**TEXT BLOCK**
▼
Obese Children at Risk for Spinal Disorders
New Study Shows Extra Weight is Associated with Back Pain in Kids
When most people think of back pain, they often consider it an adult problem. But a new study suggests that children—particularly obese children—are at risk for developing degenerative lumbar spine (low back) disorders as well.
The study, led by Dr. Judah Burns of the Children's Hospital at Montefiore in New York City, reviewed the MRI findings of 188 adolescents aged between 12 and 20 years old. The participants all had back pain, and 56% showed some signs of lumbar spine disorders.
The researchers then determined the body mass index (BMI) for 106 of those participants. Of those 106, 54 had higher BMIs than 75% of people their age. Out of the 54 participants, 37 showed signs of lumbar spine disorders on their MRIs.
On the other hand, the young people who were at a healthy weight had normal MRI results.
For years, the childhood obesity epidemic has raised concerns about dangers of high cholesterol and type 2 diabetes. But the results of this study suggest that the extra weight in young people may also affect the health of their spines.
▲
**DATASET EXTRACT**
▼
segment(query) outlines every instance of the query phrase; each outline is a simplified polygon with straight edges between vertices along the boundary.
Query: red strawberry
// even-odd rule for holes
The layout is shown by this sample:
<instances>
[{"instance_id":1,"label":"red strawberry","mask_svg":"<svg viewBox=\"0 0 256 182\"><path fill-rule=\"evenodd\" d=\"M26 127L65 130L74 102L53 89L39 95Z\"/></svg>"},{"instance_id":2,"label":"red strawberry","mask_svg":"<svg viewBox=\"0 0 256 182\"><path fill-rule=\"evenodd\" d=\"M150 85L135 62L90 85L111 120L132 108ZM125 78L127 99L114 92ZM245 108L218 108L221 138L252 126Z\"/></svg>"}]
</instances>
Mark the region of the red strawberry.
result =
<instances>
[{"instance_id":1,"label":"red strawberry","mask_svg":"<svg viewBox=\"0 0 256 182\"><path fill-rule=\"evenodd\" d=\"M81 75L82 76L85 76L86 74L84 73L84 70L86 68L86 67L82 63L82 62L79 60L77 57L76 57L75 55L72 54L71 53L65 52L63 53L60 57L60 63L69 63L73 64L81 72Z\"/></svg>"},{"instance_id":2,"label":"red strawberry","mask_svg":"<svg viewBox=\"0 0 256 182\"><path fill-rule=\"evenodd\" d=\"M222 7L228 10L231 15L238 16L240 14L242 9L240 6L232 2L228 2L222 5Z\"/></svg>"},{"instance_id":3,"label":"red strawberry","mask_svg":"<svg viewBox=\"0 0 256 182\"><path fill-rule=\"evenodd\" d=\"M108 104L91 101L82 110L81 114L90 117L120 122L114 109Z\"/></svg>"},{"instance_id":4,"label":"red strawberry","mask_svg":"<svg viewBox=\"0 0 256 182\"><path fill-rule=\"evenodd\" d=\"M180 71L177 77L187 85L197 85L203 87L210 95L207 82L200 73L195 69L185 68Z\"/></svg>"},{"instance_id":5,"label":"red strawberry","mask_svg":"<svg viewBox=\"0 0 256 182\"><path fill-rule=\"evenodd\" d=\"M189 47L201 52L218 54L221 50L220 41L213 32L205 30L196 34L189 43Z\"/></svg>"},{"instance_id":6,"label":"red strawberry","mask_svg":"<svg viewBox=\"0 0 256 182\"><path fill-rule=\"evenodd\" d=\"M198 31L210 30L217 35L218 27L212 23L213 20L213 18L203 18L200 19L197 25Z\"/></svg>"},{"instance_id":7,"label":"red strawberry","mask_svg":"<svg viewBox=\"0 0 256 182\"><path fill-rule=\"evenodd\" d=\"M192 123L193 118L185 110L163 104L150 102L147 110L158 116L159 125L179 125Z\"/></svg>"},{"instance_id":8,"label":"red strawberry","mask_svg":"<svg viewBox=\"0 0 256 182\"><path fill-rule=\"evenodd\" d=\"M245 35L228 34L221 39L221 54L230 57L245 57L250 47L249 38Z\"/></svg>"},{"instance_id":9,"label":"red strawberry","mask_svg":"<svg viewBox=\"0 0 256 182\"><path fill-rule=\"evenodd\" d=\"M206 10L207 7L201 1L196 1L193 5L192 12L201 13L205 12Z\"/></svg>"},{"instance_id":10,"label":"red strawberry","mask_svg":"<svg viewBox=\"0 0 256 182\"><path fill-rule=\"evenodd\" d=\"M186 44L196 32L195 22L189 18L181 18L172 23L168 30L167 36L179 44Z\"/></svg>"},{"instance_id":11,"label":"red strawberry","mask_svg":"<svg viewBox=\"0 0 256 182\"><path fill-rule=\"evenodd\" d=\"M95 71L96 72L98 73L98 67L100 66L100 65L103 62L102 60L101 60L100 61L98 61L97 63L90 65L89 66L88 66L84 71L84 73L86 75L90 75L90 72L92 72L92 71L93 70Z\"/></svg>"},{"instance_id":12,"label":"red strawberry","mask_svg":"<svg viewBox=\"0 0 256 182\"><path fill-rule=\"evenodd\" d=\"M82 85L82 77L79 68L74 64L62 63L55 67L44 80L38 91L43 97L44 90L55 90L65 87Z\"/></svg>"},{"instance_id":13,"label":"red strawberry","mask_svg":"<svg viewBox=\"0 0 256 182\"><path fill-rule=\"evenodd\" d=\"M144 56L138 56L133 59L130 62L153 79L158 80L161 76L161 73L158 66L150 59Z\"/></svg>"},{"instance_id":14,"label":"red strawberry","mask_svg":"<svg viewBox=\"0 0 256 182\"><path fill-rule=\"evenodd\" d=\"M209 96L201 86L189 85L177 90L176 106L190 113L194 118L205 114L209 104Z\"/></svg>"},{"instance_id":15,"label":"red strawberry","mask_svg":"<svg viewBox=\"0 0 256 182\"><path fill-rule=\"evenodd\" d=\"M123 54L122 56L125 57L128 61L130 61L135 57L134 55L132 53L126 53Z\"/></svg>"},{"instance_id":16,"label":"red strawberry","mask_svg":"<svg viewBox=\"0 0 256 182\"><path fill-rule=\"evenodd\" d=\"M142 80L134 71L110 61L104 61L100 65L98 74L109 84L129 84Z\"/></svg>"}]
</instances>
▲
**EXERCISES TO COMPLETE**
1. Write out the part of the article on obese children and spinal disorders that opens with the words containing "The researchers then" and closes with "of their spines.".
2. According to the article on obese children and spinal disorders, how many of the 54 participants with higher BMIs showed signs of lumbar spine disorders on their MRIs?
3. Carry on the article on obese children and spinal disorders from its final sentence.

**OUTPUTS FOR THE TASKS**
1.
The researchers then determined the body mass index (BMI) for 106 of those participants. Of those 106, 54 had higher BMIs than 75% of people their age. Out of the 54 participants, 37 showed signs of lumbar spine disorders on their MRIs.
On the other hand, the young people who were at a healthy weight had normal MRI results.
For years, the childhood obesity epidemic has raised concerns about dangers of high cholesterol and type 2 diabetes. But the results of this study suggest that the extra weight in young people may also affect the health of their spines.

2. 37

3.
The medical community already knew that if you are overweight or obese, the extra weight puts extra pressure on your intervertebral discs. This pressure causes the discs to wear out at a faster rate.
This obesity-degeneration connection has mostly been noted in adults, but now, this study shows the same connection in overweight or obese children. In essence, young people who are obese run the risk of wearing out their spines faster than they should. To learn more about how your weight affects your back health, read this article about back pain and obesity.
What's interesting about this research is that back pain in children is most often due to muscle strain or acute injury from sports. It's not as common for children and young adults to develop actual degenerative disc problems, though this research suggests that it may become more commonplace if the childhood obesity trend continues.